Assignment
Among the records below, find each line containing the word "background" and copy it.

Extracted data entries
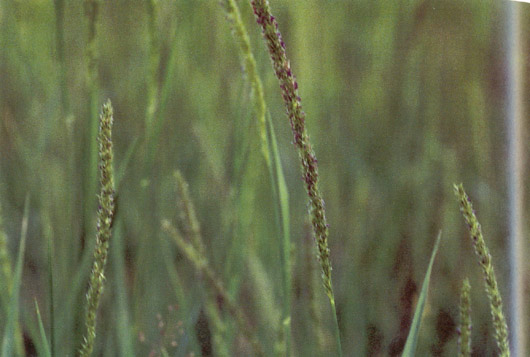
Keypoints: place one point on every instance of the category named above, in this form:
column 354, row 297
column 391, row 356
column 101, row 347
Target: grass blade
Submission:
column 281, row 196
column 412, row 339
column 44, row 340
column 12, row 313
column 464, row 338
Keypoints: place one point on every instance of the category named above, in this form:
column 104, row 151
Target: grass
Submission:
column 400, row 101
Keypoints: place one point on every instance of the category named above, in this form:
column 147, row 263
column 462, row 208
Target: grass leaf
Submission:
column 412, row 339
column 44, row 340
column 12, row 313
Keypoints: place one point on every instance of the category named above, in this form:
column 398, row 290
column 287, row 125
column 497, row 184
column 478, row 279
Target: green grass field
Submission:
column 212, row 249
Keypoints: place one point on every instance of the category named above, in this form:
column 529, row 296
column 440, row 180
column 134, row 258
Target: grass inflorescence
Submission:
column 484, row 260
column 103, row 228
column 293, row 104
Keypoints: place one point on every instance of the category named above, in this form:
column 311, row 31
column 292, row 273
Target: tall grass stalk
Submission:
column 464, row 338
column 272, row 158
column 484, row 260
column 242, row 40
column 104, row 224
column 289, row 88
column 515, row 171
column 92, row 8
column 12, row 332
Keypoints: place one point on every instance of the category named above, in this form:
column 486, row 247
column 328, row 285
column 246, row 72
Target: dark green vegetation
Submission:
column 402, row 99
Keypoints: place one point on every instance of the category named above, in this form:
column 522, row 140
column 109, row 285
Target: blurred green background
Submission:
column 403, row 99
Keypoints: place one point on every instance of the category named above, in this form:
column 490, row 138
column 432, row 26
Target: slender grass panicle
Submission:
column 296, row 116
column 293, row 104
column 484, row 259
column 464, row 330
column 104, row 224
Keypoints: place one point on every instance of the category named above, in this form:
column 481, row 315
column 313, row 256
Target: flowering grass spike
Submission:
column 103, row 228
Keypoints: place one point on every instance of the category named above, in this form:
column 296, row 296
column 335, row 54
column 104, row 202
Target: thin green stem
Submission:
column 490, row 281
column 293, row 103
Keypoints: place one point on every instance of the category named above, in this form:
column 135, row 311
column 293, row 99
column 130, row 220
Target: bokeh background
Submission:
column 403, row 99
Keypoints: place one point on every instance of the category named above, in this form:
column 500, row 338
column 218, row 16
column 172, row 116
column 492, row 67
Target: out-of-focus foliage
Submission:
column 403, row 98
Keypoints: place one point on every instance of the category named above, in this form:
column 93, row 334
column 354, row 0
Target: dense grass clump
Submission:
column 190, row 226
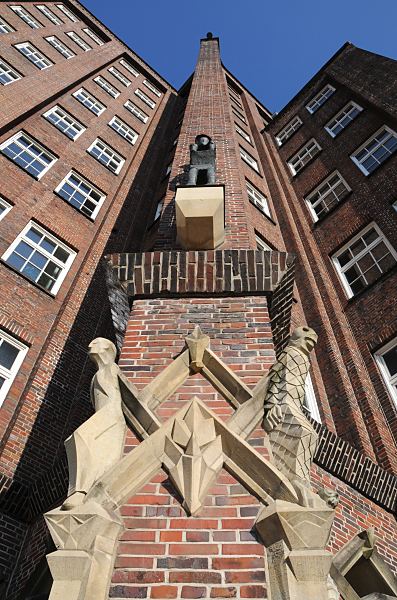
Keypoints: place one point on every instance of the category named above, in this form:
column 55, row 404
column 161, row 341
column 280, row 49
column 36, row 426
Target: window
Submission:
column 344, row 117
column 327, row 195
column 364, row 259
column 58, row 45
column 5, row 207
column 28, row 154
column 64, row 122
column 258, row 199
column 137, row 112
column 288, row 131
column 89, row 101
column 386, row 358
column 305, row 154
column 93, row 36
column 81, row 194
column 26, row 16
column 376, row 150
column 106, row 156
column 49, row 14
column 129, row 67
column 249, row 159
column 7, row 73
column 109, row 89
column 32, row 54
column 124, row 130
column 145, row 98
column 68, row 13
column 12, row 353
column 116, row 73
column 79, row 41
column 243, row 133
column 320, row 99
column 152, row 88
column 40, row 257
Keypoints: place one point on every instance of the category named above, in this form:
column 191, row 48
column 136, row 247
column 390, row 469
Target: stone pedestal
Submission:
column 200, row 216
column 295, row 538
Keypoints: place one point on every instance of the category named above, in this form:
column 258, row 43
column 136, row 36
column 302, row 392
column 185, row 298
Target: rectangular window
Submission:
column 258, row 199
column 249, row 159
column 124, row 130
column 129, row 67
column 305, row 155
column 67, row 12
column 137, row 112
column 106, row 156
column 32, row 54
column 26, row 16
column 376, row 150
column 105, row 85
column 93, row 36
column 81, row 194
column 145, row 98
column 364, row 259
column 320, row 98
column 28, row 154
column 7, row 73
column 40, row 257
column 327, row 195
column 152, row 88
column 49, row 14
column 116, row 73
column 386, row 358
column 64, row 122
column 79, row 41
column 89, row 101
column 288, row 131
column 343, row 118
column 58, row 45
column 12, row 353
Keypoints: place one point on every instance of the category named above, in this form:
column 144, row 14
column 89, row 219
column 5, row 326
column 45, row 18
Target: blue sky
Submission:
column 272, row 46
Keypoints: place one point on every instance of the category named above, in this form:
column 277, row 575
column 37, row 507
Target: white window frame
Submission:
column 151, row 103
column 303, row 152
column 152, row 88
column 64, row 266
column 248, row 159
column 389, row 379
column 136, row 111
column 308, row 199
column 34, row 52
column 130, row 68
column 321, row 98
column 122, row 78
column 58, row 109
column 26, row 16
column 37, row 144
column 368, row 142
column 106, row 148
column 9, row 71
column 338, row 120
column 123, row 126
column 87, row 183
column 60, row 47
column 9, row 374
column 288, row 130
column 341, row 270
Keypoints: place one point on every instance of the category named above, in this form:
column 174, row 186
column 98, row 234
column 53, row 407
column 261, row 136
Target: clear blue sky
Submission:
column 272, row 46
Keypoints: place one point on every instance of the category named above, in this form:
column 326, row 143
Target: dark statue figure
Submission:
column 202, row 161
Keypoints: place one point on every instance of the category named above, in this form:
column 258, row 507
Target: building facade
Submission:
column 308, row 193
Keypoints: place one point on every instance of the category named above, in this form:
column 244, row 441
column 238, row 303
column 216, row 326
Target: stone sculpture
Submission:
column 202, row 161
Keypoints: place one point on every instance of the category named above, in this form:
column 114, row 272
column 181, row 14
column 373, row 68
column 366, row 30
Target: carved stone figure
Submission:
column 202, row 161
column 98, row 443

Exercise response
Target: blurred green background
Target: bokeh background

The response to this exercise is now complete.